What is expected:
Count the lines in the labeled-object pointing entries below that contain the string "protester". Give only the number.

(Labeled-object pointing entries)
★ ★ ★ ★ ★

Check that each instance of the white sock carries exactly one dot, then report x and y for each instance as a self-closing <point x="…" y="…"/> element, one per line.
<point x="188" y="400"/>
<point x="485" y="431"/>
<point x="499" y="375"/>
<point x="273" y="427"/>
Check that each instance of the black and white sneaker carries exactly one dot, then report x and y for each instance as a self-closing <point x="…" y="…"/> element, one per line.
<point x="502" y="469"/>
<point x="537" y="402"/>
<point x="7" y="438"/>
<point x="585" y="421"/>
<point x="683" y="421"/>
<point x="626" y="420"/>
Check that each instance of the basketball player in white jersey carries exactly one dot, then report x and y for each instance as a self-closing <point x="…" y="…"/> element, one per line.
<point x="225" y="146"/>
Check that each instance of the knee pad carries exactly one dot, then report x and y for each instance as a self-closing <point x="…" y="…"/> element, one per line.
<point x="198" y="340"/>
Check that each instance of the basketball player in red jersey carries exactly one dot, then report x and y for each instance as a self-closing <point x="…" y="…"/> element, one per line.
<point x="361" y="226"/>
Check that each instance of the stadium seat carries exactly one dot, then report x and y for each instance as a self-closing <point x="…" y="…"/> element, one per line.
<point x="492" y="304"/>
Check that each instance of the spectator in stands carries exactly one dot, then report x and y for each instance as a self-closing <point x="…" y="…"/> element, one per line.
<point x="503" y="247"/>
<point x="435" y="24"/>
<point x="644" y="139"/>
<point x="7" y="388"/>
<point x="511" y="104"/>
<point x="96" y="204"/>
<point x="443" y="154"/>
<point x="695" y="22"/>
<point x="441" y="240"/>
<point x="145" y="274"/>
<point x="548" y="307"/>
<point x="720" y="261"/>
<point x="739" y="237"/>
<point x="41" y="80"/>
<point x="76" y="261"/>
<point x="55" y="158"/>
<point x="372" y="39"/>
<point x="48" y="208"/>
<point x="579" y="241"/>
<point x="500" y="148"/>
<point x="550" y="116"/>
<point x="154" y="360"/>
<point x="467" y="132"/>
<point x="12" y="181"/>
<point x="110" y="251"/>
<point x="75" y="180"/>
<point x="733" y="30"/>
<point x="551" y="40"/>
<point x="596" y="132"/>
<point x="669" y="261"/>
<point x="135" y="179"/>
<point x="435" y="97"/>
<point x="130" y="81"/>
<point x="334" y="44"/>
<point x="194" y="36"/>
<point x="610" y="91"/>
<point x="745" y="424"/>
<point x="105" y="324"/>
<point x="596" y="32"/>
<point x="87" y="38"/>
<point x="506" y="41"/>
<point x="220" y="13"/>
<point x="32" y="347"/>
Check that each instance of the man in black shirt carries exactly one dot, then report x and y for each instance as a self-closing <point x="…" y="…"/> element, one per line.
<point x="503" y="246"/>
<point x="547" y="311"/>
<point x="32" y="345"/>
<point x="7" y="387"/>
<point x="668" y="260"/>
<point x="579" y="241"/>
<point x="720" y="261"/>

★ ★ ★ ★ ★

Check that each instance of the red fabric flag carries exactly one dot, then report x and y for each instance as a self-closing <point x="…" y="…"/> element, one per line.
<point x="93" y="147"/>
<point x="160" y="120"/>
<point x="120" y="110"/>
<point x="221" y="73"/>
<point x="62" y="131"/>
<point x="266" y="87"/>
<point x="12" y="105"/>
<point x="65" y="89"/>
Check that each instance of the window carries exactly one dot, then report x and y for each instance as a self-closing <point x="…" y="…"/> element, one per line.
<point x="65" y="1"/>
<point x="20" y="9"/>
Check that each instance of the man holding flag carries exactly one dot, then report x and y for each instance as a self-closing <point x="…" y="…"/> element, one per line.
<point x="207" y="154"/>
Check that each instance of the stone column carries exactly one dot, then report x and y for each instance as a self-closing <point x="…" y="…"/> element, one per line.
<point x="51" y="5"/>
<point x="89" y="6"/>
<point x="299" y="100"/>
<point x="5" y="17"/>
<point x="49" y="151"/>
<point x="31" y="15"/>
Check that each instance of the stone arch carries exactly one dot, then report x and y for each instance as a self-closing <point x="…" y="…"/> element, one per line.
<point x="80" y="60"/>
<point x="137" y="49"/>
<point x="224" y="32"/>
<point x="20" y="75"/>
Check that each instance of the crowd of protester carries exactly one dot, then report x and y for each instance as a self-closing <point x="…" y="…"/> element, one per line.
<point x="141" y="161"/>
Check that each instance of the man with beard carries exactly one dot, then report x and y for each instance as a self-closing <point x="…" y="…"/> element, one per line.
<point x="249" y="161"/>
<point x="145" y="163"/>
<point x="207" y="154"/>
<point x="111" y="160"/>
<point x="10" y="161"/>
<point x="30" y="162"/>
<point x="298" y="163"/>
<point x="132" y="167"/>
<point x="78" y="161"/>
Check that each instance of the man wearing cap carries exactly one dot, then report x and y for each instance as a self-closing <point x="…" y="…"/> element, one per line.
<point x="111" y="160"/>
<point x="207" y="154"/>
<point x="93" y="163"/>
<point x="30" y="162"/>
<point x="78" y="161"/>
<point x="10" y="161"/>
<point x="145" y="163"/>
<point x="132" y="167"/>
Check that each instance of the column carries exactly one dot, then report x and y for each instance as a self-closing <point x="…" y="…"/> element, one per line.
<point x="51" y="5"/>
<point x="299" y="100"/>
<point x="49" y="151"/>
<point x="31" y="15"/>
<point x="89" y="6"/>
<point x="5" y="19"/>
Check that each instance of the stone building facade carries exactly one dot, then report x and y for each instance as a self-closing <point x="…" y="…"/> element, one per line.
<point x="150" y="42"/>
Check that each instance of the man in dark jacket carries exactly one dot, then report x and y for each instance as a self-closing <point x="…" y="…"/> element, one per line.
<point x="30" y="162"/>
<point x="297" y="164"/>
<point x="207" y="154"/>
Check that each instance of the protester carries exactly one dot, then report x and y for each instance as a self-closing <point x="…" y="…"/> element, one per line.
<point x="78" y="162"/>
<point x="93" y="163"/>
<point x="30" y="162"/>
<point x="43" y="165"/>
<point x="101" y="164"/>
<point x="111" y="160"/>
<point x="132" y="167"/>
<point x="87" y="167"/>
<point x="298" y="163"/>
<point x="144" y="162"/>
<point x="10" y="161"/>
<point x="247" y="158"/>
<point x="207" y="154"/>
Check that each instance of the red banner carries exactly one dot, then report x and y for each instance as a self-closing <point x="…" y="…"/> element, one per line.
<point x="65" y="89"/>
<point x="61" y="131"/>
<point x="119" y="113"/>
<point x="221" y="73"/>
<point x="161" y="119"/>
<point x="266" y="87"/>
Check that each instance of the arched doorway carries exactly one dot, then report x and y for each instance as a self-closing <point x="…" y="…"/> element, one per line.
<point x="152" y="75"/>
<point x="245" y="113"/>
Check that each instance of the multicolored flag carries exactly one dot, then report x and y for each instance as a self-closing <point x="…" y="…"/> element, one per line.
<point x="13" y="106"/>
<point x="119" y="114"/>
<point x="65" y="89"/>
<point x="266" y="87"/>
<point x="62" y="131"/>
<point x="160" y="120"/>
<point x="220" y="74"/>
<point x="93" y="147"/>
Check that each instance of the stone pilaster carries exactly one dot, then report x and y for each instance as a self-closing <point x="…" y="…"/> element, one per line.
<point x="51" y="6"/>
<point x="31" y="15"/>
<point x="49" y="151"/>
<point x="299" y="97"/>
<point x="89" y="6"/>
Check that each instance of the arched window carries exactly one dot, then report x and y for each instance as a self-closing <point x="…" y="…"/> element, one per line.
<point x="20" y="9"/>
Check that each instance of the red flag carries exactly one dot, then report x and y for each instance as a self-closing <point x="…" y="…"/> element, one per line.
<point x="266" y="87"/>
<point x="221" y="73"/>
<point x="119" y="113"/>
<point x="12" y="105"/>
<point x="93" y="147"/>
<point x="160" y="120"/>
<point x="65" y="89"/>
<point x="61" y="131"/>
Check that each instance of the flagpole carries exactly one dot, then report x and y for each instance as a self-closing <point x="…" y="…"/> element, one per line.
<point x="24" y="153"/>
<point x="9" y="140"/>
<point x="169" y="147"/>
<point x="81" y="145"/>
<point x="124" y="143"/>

★ ★ ★ ★ ★

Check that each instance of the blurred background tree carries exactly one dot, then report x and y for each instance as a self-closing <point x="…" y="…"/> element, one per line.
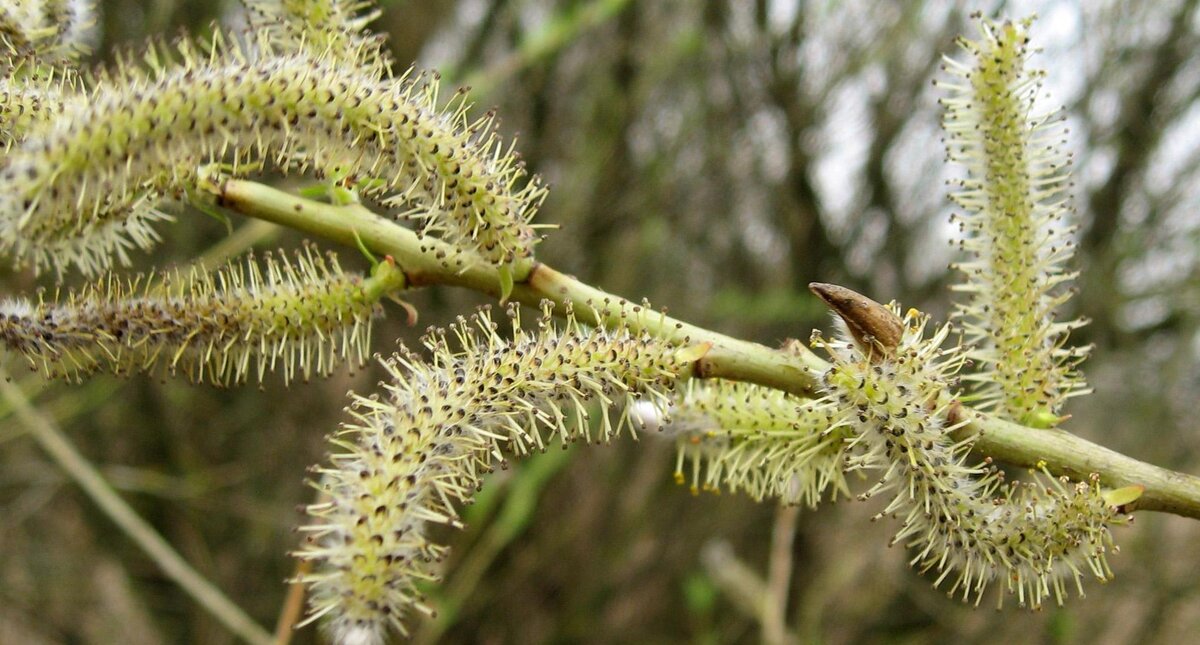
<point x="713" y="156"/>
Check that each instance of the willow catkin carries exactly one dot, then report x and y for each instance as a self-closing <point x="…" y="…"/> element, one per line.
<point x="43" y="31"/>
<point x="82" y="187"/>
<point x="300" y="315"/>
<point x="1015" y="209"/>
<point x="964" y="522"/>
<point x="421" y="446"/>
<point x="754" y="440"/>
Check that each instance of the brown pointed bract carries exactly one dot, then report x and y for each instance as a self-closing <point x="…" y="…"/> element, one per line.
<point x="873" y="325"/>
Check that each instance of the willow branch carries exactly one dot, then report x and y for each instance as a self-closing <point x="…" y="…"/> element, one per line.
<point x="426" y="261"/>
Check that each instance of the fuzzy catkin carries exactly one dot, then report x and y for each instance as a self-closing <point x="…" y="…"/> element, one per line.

★ ★ ★ ★ ★

Response to this task:
2